Work to complete: Copy out each line exactly; pictures stay out of the copy.

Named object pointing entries
+-------+
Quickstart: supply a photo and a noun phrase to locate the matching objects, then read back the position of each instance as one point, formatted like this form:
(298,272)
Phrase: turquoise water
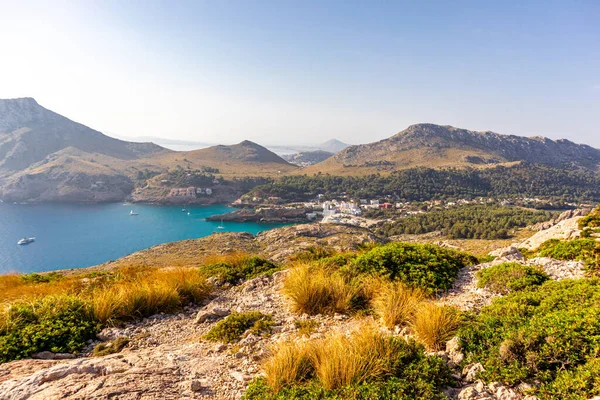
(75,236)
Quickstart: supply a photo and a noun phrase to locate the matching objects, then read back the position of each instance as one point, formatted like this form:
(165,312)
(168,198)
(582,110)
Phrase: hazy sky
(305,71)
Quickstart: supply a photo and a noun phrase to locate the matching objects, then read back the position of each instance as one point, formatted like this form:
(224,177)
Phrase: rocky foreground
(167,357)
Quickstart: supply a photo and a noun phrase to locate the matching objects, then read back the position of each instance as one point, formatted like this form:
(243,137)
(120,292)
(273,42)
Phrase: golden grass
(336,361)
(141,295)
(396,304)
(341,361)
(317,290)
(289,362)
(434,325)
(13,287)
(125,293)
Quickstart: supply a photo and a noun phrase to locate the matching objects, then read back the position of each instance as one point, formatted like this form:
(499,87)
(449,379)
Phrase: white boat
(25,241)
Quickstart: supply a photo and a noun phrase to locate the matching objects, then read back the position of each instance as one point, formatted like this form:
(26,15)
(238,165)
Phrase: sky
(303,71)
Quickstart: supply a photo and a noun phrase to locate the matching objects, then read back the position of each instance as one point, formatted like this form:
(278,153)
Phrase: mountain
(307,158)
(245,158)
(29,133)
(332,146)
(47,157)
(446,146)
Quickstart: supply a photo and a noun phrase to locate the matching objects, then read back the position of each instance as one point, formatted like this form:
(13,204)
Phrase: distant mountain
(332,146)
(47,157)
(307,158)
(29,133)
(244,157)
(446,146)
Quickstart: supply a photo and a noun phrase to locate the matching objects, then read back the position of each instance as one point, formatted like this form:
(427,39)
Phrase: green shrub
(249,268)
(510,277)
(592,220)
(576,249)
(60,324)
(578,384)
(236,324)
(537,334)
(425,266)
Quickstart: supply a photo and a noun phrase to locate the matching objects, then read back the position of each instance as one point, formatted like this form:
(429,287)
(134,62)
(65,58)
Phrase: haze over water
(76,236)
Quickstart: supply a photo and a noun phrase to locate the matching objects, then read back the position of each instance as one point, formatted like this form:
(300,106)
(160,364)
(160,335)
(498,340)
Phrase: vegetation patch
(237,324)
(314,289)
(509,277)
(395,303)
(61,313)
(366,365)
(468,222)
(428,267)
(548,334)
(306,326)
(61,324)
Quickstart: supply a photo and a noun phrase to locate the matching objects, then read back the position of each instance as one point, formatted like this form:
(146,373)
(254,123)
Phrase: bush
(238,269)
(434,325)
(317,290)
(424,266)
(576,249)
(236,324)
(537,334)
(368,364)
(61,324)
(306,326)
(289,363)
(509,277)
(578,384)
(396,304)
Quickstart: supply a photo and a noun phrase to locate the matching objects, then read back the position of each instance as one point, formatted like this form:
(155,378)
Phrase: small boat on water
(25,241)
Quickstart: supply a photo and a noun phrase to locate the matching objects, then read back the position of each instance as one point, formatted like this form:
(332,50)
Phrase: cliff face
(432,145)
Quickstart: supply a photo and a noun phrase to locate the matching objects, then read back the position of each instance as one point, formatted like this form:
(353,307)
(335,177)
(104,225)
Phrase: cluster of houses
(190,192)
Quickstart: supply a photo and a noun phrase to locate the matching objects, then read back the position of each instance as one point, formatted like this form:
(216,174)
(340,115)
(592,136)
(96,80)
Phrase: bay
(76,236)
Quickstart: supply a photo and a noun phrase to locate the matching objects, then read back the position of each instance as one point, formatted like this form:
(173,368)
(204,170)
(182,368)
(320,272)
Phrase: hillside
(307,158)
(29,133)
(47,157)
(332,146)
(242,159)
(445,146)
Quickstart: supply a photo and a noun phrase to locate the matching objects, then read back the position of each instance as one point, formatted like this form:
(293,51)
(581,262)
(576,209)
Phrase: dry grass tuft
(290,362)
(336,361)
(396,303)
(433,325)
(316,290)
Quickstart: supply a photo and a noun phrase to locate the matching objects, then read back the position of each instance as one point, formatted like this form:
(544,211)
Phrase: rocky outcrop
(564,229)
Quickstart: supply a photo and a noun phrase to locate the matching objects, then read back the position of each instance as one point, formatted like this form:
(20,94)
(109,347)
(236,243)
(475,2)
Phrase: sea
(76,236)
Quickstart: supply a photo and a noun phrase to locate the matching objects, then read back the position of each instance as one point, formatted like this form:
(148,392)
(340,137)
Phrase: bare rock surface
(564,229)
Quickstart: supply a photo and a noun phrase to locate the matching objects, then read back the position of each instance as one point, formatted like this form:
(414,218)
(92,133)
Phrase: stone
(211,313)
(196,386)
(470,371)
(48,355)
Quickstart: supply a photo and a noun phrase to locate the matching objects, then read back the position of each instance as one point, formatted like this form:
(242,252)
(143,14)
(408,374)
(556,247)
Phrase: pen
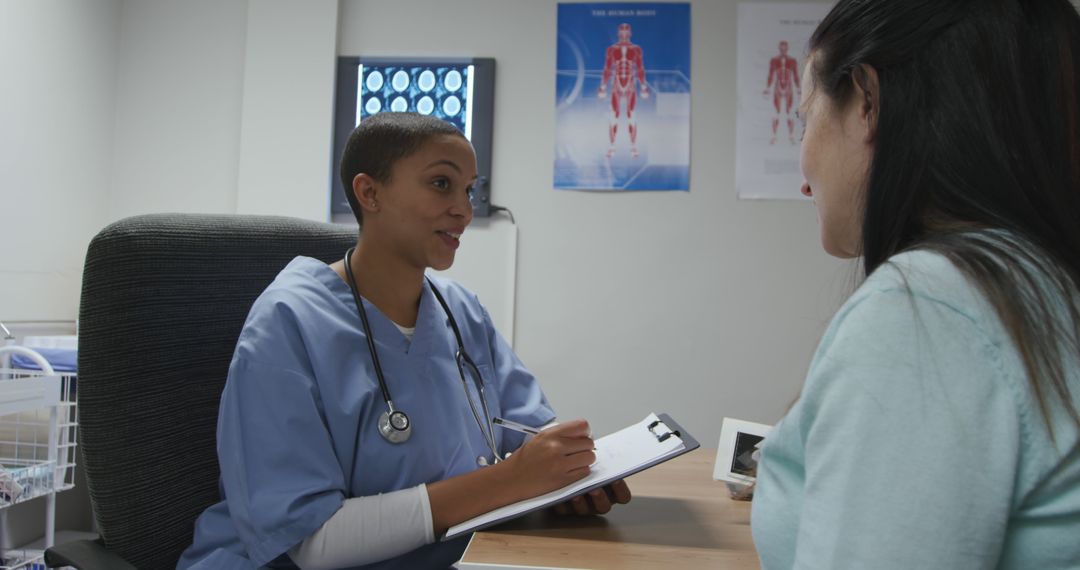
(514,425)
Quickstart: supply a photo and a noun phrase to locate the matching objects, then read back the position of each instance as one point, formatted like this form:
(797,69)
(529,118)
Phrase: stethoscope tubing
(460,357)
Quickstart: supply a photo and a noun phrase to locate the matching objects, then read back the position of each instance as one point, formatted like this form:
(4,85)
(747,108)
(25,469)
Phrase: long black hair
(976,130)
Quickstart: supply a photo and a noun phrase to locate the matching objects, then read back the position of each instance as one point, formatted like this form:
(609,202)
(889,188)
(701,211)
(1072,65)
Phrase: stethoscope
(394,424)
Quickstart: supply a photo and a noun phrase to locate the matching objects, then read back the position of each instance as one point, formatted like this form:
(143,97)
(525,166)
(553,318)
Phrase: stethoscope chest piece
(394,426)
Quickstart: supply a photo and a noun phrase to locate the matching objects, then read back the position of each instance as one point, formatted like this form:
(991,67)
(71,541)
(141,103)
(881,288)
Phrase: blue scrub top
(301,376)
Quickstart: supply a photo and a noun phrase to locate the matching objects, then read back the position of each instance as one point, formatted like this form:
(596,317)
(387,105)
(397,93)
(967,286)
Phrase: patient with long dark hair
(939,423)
+-------+
Task response:
Quickstart: supply a photo and a noun phrase to locate the matching objects, then read back the position of each instance as one point, formatted like this form:
(298,272)
Phrase: turquoise water
(75,236)
Quickstart: supply a photo and a noun phrase to locate the matching objects, then read back the position of each instance as one point, formatted like this form:
(165,312)
(168,198)
(582,110)
Phrase: hazy sky
(305,71)
Quickstart: supply a photo and a noun phrase to locate the matching objects, then read back the position of each instance as one point, formatted like this form:
(224,177)
Phrase: rocky foreground
(167,357)
Quickstart: supply a photo and a noun phrase to locate the matching objects, then read back the position of each instance as one point, formatted like this form:
(243,137)
(120,292)
(273,42)
Phrase: golden grass
(336,361)
(141,295)
(396,304)
(341,361)
(317,290)
(289,362)
(434,325)
(13,287)
(125,293)
Quickstart: supply a photo and a noun phrase to locate the matching objects, then read back the position of each instance as one point, formatted like this form:
(499,87)
(449,379)
Phrase: white boat
(25,241)
Quickstart: supply a photo and a noun phrase to locate the matching objects, then read back the position of each instance as one point, formatted like this form:
(26,15)
(238,165)
Phrase: sky
(303,71)
Quickstart: supply a photo and a noun phrase to locate the matching objects, then read back the position of each instance as one point, formatted like this form:
(278,153)
Phrase: mountain
(307,158)
(245,158)
(29,133)
(332,146)
(47,157)
(446,146)
Quickstart: supply a photo and a noun phrase to locate the matching objects, then read back the position of each instance as one point, formatted like this form:
(13,204)
Phrase: distant mountain
(332,146)
(47,157)
(307,158)
(29,133)
(244,157)
(446,146)
Quickstart: supply a photo and a noun phrase to locate the matching objects, then read back the position of each instance as one point, formatted like this form:
(427,39)
Phrase: green shrub
(249,268)
(510,277)
(592,220)
(576,249)
(60,324)
(578,384)
(236,324)
(537,334)
(425,266)
Quickstart: supply a photo and a noun phrase to locate the matching objects, then read back the position of each instance as one point, formatted like this form:
(429,287)
(134,62)
(65,58)
Phrase: haze over water
(76,236)
Quickstart: supply a photo and a noun phrase to locate the matching objects, then read back the position of each instance as one point, formatted like this form:
(300,106)
(160,364)
(160,335)
(498,340)
Phrase: vegetation patch
(237,324)
(314,289)
(509,277)
(395,303)
(61,313)
(366,365)
(468,222)
(428,267)
(548,334)
(306,326)
(61,324)
Quickstart: supply a photo and a noun phrase to locate the matching objects, then read back the position of each instance as one point, formatted like this form:
(146,373)
(254,123)
Phrase: bush
(238,269)
(434,325)
(317,290)
(424,266)
(576,249)
(236,324)
(537,334)
(368,364)
(61,324)
(306,326)
(289,363)
(509,277)
(578,384)
(396,304)
Quickstart: supply a photo and a noun phrase to locate the matching objects, then read back the position of each instance as one point, formatted like this form:
(155,378)
Phrase: small boat on water
(25,241)
Quickstart: supply a photo and a noun phrase to locate the matching objects, then read back the position of each instance as one point, formatted like this form:
(332,50)
Phrase: cliff face
(432,145)
Quickstart: supply a photo and a noun phrase to locate the matching objects, then read back the position of each instance as one point, formatted like this form:
(353,307)
(335,177)
(104,225)
Phrase: cluster of houses
(190,192)
Quickstart: supply a photo and a noun phrase to locate the matching objects, then read back the position of each instance as one point, formatted like this form:
(216,174)
(340,115)
(592,136)
(96,80)
Phrase: bay
(76,236)
Quickstart: supply a photo and a noun phrase to locate the matching objects, then read back the position of each instance as one point, formatted like this form:
(173,368)
(204,170)
(182,368)
(320,272)
Phrase: hillside
(307,158)
(29,133)
(47,157)
(332,146)
(242,159)
(445,146)
Quickstart: supply a photo and a noun phrase to locate the matching objects, then read back the position of each instance as one point, formatted like this form:
(293,51)
(581,262)
(576,209)
Phrase: dry grass tuft
(290,362)
(336,361)
(396,303)
(433,325)
(316,290)
Quickstart: supply a photo and a noun phrase to locate the matching objects, then read back the position of each instance as one point, formatted like this form:
(544,211)
Phrase: rocky outcrop
(564,229)
Quickstart: supply a photo and a noun phrase to locate the matching objects, then read back the position of each instance as one point, formatted like this form:
(20,94)
(109,347)
(236,243)
(475,2)
Phrase: sea
(76,236)
Quickstart: supply a photo and a noun phrase to locate the matching objects, then read back the position of each instance as one point, formatted like this form:
(148,392)
(340,137)
Phrase: bare rock surface
(564,229)
Quickstart: supply a photo and a noun phrase to locate the matching objects, then read back the position of each instance as one point, formatted like this form:
(414,218)
(92,133)
Phrase: stone
(211,313)
(196,386)
(470,371)
(48,355)
Quickstart: supply a photo and a noun phrase to locate the matching objects, then read back the position of each instance as one point, formatted like this form:
(242,252)
(143,14)
(408,374)
(556,247)
Phrase: pen
(514,425)
Quickstart: supply a photo and a noun phrase to locate the matching objects, then read back the position of each instance as one point, formatted like this form:
(797,69)
(529,118)
Phrase: stethoscope tubing
(460,357)
Quickstart: supply a photo and a noun phrase to locate the matching objects, then read back the position of each instance as one point, formatted like this form:
(4,85)
(747,108)
(25,469)
Phrase: long black hair
(976,130)
Quickstart: supply a photo and a noun phrase to locate the matching objects, then read back the position of each instance as one point, formatted like this form:
(609,202)
(889,188)
(701,211)
(1072,65)
Phrase: stethoscope
(394,424)
Quickstart: supply a photo and a noun phrase to locate the matching objects, then read back the position of each instance as one point, formatted like this form:
(143,97)
(525,166)
(553,318)
Phrase: stethoscope chest piece
(394,426)
Quickstart: supply a photo and a noun phrase to locate the matching objects, then read back the position of each instance as one point, formatted like this form:
(991,67)
(71,541)
(141,103)
(881,288)
Phrase: blue scrub top
(301,376)
Quickstart: supply a photo and a noun phrase to locate the matching objects, then read back the position of each instance as one point, formatted like this form:
(596,317)
(387,105)
(397,93)
(967,286)
Phrase: patient with long dark hair
(939,423)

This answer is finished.